- [Teks Bacaan]
»»
Jurnal Ulat-ulat 5 Bunda Cekatan: Berkemah Bersama

Lagi-lagi pekan ini saya sebagai mahasiswi Bunda Cekatan Institut Ibu Profesional diminta untuk keluar dari zona nyaman. Kali ini dari segi bersosialisasi, walaupun kalau dari sisi wawancara sih sebenarnya itu hal yang biasa saya lakukan, ya. Kalau kata teman saya yang ikutan IIP juga (walaupun belum di kelas Buncek), ini karena namanya juga sudah Cekatan, sudah seharusnya lebih “keluar”, tidak sekadar “di dalam” sebagaimana halnya tingkatan sebelumnya yaitu Bunda Sayang.

Waktunya cukup terbatas, sejak pemberian tugas hari Jumat ke tenggat akhir hari Selasa sudah harus ada minimal lima teman yang diajak “berkemah bersama”. Teman-teman ini akan digali pendapatnya soal kelas favorit dan alasannya, serta apakah ada tantangan dalam mengikuti kelas tersebut. Kalau bisa, diminta agar teman-teman ini adalah teman-teman baru, bukan yang sudah dikenal sebelumnya. Hasil dari obrolan ini nantinya akan diolah menjadi grafik terkait kelas favorit.

Pikiran pertama saya, jujur, adalah “waduh!”

Terpikir saja, bagaimana caranya mencari teman baru? Kalau disuruh mencari teman dari luar regional masing-masing, saya sudah punya kenalan. Namun, “kenal” itu apa, sih, definisinya? Sering berinteraksi di kelas yang sama, grup yang sama, sering baca namanya muncul, apakah itu bisa disebut kenal? Teman akrab yang sering berbagi cerita tentang banyak hal tapi hampir tidak pernah bahas tugas Bunda Cekatan apakah boleh?
««
- [Perintah 1]
Jawablah pertanyaan berikut berdasarkan teks bacaan.
(a) Pada hari apa tugas "berkemah bersama" diberikan?
(b) Paling sedikit berapa teman yang harus diajak "berkemah bersama"?
(c) Apa nama tingkatan sebelum Bunda Cekatan?
- [Perintah 2] Menurut teks bacaan, hal apa saja yang akan digali dari teman-teman yang diajak "berkemah bersama"? Sebutkan semuanya.
- [Perintah 3] Lanjutkan jurnal tentang tugas berkemah bersama di kelas Bunda Cekatan, mulai setelah kalimat terakhirnya.
Daftar di bawah ini tidak berhubungan dengan teks bacaan.

- [Data Tersedia]
»»
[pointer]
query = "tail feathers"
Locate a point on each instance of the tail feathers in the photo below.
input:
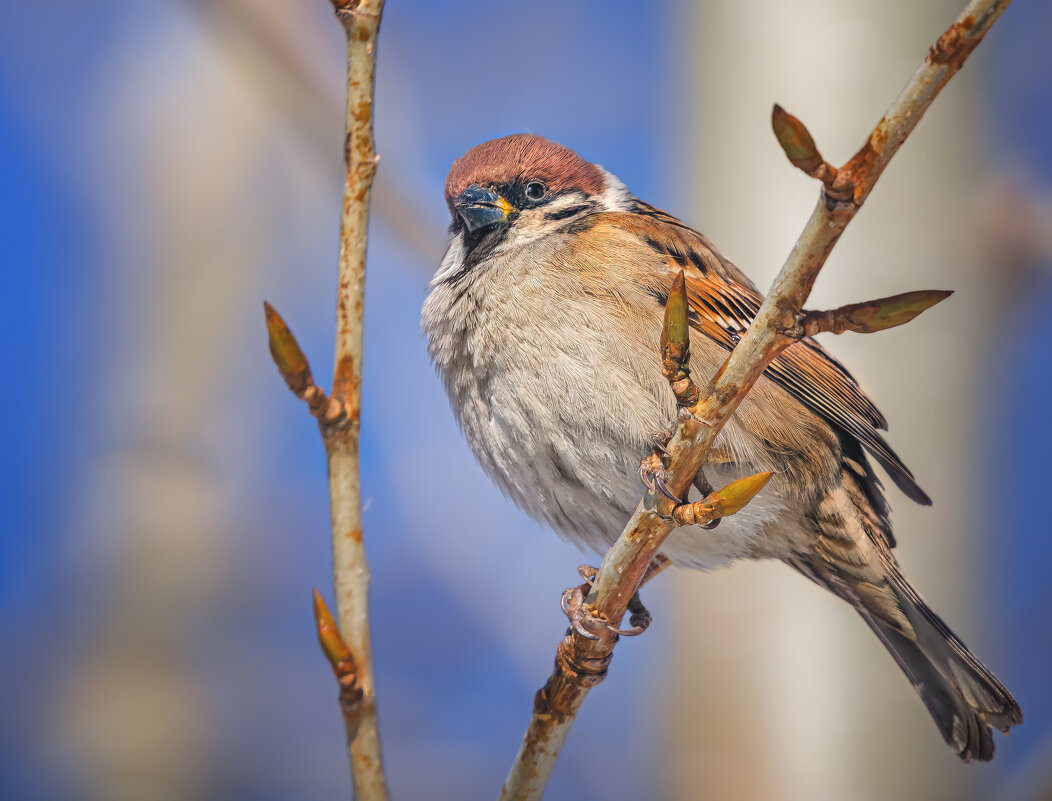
««
- [Hasil Tugas 1]
(a) Hari Jumat.
(b) Lima teman.
(c) Bunda Sayang.

- [Hasil Tugas 2]
- Pendapat mereka soal kelas favorit
- Alasan memilih kelas favorit tersebut
- Ada atau tidaknya tantangan dalam mengikuti kelas tersebut

- [Hasil Tugas 3]
Lantas, kalau cuma ikut satu kelas, apakah valid jika kelas itu juga dikatakan sebagai kelas favorit, karena kan tidak ada kompetitornya. Banyak yang memutuskan untuk bertahan di satu keluarga saja daripada terkena badai informasi. Kalaupun ada yang berkunjung ke keluarga lain, waktu yang singkat rasanya belum cukup untuk menentukan suka atau tidak. Feel-nya tentu beda antara mengikuti sejak awal dengan baru berkunjung.

Lagipula, tolok ukur favorit ini juga bisa bervariasi. Suka karena sesuai peta? Suka karena tidak banyak badai informasi? Suka karena anggota keluarga yang lain bermurah hati berbagi ilmu yang bermanfaat? Suka karena rapi dan terstruktur? Suka karena anggotanya aktif berdiskusi? Bagaimana pula dengan menyimak presentasi atau go live oleh setiap perwakilan keluarga di grup FB, apakah bisa disebut sebagai sudah mencicipi rasanya jadi anggota keluarga lain?

Fita, sesama mahasiswi dari Jakarta menyadarkan saya: dari awal semboyannya adalah Merdeka Belajar. Jadi, mau seperti apa tolok ukur maupun metodenya juga bebas seharusnya. Semua boleh, kecuali yang tidak boleh.

Jadilah saya bergerak dengan memanfaatkan banyak platform sekaligus. Saya mulai dengan bertanya ke teman di komunitas lain yang saya tahu ikut IP juga di regional lain, apakah sudah ikut kelas Bunda Cekatan atau belum. Ternyata belum, tetapi ia lalu memberi saya nomor teman seregionalnya yang juga mahasiswi Buncek. Setelah berkomunikasi singkat dengan teman dari teman saya itu, saya kemudian juga mendorong diri untuk pede mengirimkan permohonan wawancara secara acak. Pesan perkenalan dan permohonan izin ini saya sampaikan ke ke anggota grup besar Bunda Cekatan yang namanya saya lihat di Fb. Selanjutnya, saya mencari tagar #kelasulatulat di Instagram dan melakukan hal yang sama. Ada juga kenalan lama yang saya wapri, dan saya pun menerima sejumlah pesan Whatsapp dari teman segrup. Banyak yang rajin membuat formulir agar lebih rapi dan terarah, tetapi saya merasa lebih enak mengobrol dengan cara tanya jawab.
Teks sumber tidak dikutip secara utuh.